[Untersuchter Text]

Ein abgeschlossenes BWL— oder Ingenieursstudium, Zweisprachigkeit, sowie die typisch deutsche Arbeitskultur stehen bei türkischen Arbeitsgebern hoch im Kurs. "Deutschland verliert somit nicht nur qualifizierte Fachkräfte, deren Ausbildung der Staat finanziert hat, sondern auch Menschen, die für ein gelungenes Integrationsmodell stehen könnten", bedauert Astrid Ziebarth in einer Studie des German Marshall Funds.

Griechenland und Irland zwischen Ebbe und Flut

Es war vorauszusehen, dass die am härtesten von der Krise getroffenen Länder auch eine Abwanderung ihrer jungen Fachkräfte zu verzeichnen haben würden. Zahlreiche Griechen, die nach ihrem Auslandsstudium in die Heimat zurückkehrten, haben ihren Arbeitsplatz verloren und denken daran, das Land wieder zu verlassen.

Während des irischen Wirtschaftsbooms jubelte der Keltische Tiger. Die aufstrebende IT- und Dienstleistungsbranche hielt nicht nur die Menschen im Land, sondern lockte auch viele Menschen der irischen Diaspora wieder in die Heimat zurück. Heute, nach Jahren des Lohndumpings, stehen die Auswanderungskandidaten Schlange.

[/Untersuchter Text]
[Gespeicherte Daten]

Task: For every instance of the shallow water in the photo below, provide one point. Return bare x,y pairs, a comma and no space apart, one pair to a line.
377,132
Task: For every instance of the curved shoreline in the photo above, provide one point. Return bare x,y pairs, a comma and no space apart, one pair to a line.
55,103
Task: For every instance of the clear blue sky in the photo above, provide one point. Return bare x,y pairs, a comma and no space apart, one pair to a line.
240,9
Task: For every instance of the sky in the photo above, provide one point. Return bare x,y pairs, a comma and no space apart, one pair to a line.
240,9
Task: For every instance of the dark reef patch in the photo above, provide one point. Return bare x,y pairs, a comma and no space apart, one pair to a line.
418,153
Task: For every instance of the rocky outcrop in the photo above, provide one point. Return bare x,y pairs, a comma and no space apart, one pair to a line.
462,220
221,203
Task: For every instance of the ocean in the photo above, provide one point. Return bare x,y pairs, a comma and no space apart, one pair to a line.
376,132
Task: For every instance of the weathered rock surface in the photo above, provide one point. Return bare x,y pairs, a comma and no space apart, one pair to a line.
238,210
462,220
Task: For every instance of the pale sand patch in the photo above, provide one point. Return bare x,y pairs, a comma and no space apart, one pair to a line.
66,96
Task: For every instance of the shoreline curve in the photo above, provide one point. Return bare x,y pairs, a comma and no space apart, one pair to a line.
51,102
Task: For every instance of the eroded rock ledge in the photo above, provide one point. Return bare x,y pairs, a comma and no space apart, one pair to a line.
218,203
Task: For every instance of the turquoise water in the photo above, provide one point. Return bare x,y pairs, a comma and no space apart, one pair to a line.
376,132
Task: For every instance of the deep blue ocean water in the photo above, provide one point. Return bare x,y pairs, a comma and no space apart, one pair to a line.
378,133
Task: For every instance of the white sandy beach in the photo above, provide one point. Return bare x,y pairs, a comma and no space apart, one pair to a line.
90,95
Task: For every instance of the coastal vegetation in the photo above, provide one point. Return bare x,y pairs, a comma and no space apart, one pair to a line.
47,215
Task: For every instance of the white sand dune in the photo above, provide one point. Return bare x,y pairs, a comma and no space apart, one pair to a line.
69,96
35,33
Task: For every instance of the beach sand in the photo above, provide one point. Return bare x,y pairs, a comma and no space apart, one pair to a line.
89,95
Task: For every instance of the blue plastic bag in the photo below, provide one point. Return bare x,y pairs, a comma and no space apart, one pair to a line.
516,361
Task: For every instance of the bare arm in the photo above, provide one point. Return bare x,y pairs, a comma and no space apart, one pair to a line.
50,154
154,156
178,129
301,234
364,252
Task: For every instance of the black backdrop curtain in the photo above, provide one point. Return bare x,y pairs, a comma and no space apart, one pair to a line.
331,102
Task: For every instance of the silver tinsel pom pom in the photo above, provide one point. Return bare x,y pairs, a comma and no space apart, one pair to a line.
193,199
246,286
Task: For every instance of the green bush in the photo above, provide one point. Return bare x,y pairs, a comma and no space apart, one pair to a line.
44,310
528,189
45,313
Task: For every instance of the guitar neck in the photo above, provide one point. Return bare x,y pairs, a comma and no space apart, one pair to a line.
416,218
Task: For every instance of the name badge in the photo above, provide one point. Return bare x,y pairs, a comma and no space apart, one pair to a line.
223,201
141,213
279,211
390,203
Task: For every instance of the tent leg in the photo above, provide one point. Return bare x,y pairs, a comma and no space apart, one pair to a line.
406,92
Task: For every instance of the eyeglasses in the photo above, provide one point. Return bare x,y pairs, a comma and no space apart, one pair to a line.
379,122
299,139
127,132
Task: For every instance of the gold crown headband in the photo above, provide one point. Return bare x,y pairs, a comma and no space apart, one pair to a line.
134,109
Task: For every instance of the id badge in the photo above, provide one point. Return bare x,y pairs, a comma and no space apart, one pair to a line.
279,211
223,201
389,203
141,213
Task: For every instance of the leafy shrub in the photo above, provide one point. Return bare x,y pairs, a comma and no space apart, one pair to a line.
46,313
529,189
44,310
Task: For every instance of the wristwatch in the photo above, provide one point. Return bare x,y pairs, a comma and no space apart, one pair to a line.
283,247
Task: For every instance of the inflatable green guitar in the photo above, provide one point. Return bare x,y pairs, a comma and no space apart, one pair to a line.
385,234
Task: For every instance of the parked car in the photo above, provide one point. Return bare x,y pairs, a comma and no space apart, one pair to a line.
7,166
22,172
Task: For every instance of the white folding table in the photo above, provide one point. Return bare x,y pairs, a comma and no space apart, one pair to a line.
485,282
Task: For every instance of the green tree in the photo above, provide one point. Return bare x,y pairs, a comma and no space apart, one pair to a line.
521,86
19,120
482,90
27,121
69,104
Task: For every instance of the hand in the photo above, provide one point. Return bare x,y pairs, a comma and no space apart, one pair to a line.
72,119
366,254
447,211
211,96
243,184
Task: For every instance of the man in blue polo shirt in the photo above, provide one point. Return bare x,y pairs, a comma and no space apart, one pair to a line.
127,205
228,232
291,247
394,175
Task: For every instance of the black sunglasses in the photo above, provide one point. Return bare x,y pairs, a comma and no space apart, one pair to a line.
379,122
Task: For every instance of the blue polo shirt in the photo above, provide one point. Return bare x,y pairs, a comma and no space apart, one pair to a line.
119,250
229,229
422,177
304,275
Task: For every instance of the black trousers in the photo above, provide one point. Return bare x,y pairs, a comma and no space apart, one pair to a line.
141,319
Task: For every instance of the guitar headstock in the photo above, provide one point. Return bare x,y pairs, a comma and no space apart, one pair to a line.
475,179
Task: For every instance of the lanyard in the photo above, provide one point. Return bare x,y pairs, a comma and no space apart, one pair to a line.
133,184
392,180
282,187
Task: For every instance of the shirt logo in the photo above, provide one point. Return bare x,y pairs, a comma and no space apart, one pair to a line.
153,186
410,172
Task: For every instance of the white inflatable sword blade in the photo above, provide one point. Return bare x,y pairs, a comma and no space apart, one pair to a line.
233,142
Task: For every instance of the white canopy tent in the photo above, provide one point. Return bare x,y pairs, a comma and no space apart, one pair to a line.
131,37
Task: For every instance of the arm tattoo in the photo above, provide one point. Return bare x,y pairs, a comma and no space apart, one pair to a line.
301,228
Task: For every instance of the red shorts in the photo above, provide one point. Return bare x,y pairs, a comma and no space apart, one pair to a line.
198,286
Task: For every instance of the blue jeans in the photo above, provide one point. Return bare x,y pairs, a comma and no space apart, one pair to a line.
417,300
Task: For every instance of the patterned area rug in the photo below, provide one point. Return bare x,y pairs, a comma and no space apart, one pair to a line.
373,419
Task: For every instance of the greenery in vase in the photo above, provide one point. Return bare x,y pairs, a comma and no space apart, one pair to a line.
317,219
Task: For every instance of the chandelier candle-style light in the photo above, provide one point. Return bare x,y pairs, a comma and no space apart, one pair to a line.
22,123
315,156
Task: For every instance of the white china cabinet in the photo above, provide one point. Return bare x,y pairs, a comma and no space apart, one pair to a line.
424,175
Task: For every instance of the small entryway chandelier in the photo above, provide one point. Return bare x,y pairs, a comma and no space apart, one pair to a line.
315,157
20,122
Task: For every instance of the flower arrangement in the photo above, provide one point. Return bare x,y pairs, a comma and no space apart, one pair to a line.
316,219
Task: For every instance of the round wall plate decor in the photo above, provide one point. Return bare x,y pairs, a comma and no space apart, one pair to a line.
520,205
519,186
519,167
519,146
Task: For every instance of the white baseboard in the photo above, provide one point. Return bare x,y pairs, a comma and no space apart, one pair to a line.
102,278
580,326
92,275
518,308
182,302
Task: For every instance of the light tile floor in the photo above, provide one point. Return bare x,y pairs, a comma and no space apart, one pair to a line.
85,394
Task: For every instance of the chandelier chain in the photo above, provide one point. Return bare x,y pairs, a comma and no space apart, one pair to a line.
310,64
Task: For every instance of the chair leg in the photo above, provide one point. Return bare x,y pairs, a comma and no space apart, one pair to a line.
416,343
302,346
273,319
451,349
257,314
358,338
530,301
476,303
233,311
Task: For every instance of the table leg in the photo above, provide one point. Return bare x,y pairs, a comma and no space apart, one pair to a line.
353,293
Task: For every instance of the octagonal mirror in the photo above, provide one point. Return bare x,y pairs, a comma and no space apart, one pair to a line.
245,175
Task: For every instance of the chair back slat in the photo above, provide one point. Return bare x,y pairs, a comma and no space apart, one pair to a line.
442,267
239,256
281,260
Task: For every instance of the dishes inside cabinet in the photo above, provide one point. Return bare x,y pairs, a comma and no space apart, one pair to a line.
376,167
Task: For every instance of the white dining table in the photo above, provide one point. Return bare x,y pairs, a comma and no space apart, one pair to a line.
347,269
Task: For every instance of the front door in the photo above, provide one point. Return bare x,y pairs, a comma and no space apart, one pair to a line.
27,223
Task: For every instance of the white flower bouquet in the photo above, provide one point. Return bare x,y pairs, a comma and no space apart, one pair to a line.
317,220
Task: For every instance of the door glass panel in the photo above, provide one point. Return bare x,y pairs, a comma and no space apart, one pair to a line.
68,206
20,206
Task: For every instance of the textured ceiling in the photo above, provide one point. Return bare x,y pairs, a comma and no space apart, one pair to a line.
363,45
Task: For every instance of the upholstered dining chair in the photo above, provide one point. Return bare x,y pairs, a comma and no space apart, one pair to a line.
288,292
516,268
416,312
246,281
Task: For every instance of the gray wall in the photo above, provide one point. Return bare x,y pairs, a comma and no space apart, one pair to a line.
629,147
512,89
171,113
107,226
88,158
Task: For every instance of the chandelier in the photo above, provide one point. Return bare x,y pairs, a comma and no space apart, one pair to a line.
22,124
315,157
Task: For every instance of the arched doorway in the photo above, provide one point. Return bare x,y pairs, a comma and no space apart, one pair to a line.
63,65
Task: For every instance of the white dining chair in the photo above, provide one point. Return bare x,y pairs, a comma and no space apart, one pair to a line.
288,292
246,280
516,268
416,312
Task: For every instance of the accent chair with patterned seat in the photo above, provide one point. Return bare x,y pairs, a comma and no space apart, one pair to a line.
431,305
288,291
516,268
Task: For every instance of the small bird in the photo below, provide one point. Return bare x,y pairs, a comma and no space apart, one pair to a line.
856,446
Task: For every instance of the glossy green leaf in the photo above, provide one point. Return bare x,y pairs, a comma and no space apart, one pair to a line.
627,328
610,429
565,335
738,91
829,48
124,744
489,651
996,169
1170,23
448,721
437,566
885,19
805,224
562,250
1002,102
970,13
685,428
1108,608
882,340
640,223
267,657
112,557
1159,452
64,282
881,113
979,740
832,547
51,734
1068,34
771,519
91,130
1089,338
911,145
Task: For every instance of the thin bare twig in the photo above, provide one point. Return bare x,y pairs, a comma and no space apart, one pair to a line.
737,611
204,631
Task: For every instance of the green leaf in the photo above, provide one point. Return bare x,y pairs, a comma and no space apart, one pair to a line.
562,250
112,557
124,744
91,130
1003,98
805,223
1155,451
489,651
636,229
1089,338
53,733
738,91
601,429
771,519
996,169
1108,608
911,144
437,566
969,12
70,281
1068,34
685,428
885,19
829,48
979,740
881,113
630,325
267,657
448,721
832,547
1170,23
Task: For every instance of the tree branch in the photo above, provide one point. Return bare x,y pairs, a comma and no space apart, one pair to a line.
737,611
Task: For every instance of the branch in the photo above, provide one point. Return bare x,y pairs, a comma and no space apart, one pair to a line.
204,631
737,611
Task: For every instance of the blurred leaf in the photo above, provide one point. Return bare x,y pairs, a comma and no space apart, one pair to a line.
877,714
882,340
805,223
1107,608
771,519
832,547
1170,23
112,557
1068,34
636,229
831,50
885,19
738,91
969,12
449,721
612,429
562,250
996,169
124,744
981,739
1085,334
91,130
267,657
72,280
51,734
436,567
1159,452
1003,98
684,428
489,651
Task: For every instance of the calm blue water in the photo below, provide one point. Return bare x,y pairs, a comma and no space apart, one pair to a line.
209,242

[/Gespeicherte Daten]

Zu lösende Aufgaben:
A. Beantworten Sie anhand des Textes über die Abwanderung von Fachkräften die folgenden Fragen:
(i) Welche drei Dinge stehen bei türkischen Arbeitgebern hoch im Kurs?
(ii) In wessen Studie äußert Astrid Ziebarth ihr Bedauern?
(iii) Welche Branchen hielten während des irischen Wirtschaftsbooms die Menschen im Land?
B. Bitte geben Sie den Text über die Abwanderung von Fachkräften von „Es war vorauszusehen, dass“ bis „die Auswanderungskandidaten Schlange.“ wortgetreu wieder.
C. Schreiben Sie den Text über die Abwanderung von Fachkräften im Anschluss an seinen letzten Satz weiter.

Antworten:
A.
(i) Ein abgeschlossenes BWL- oder Ingenieursstudium, Zweisprachigkeit und die typisch deutsche Arbeitskultur.
(ii) In einer Studie des German Marshall Funds.
(iii) Die aufstrebende IT- und Dienstleistungsbranche.

B.
Es war vorauszusehen, dass die am härtesten von der Krise getroffenen Länder auch eine Abwanderung ihrer jungen Fachkräfte zu verzeichnen haben würden. Zahlreiche Griechen, die nach ihrem Auslandsstudium in die Heimat zurückkehrten, haben ihren Arbeitsplatz verloren und denken daran, das Land wieder zu verlassen.

Während des irischen Wirtschaftsbooms jubelte der Keltische Tiger. Die aufstrebende IT- und Dienstleistungsbranche hielt nicht nur die Menschen im Land, sondern lockte auch viele Menschen der irischen Diaspora wieder in die Heimat zurück. Heute, nach Jahren des Lohndumpings, stehen die Auswanderungskandidaten Schlange.

C.
Portugiesen strömen in die Ex-Kolonie

Bei einer Arbeitslosenquote von 10 Prozent in ihrer Heimat versuchen Zehntausende von Portugiesen heute ihr Glück in... der südwestafrikanischen Ex-Kolonie Angola. Dank Ölreichtums kann Angolas Wirtschaft in den letzten fünf Jahren ein jährliches Wachstum von 16 Prozent vorweisen. Der Wirtschaftsboom Angolas bietet zahlreiche professionelle Möglichkeiten, da es dem Land an Fachkräften im Ingenieurswesen, in der IT-Branche, im Einzelhandel sowie im Bankensektor mangelt.

In den letzten drei Jahren sind mehr als 25.000 Portugiesen dorthin abgewandert. Darunter Kleinunternehmer, Angestellte und Facharbeiter (Maurer, Elektriker, Bauleiter, usw.).Trotz aller Traumata aufgrund der kolonialen Vergangenheit und des Kampfes für die Unabhängigkeit erleichtern die sprachlichen, historischen und kulturellen Bindungen die Integration der Portugiesen. (js)

Aus Bukarest

Ein Hoch auf den Brain drain!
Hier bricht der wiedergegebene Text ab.